THE TASK: Below is a listing to repeat exactly, with its pictures left out.

DATA FOR REVIEW:
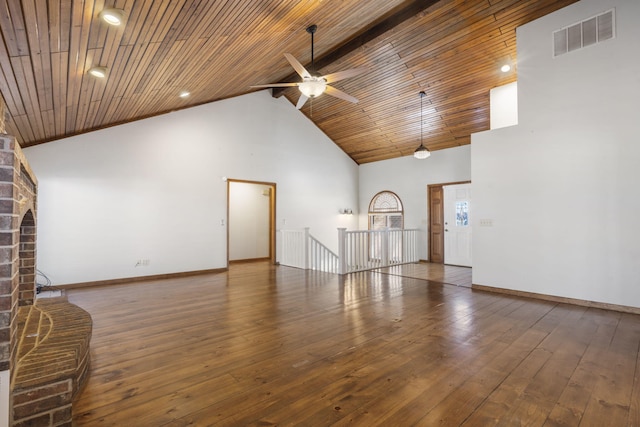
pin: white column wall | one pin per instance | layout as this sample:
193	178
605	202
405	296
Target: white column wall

SOLVED EXERCISE:
pin: white column wall | one pin per instance | layout as this sample:
193	178
605	202
405	296
Target: white column wall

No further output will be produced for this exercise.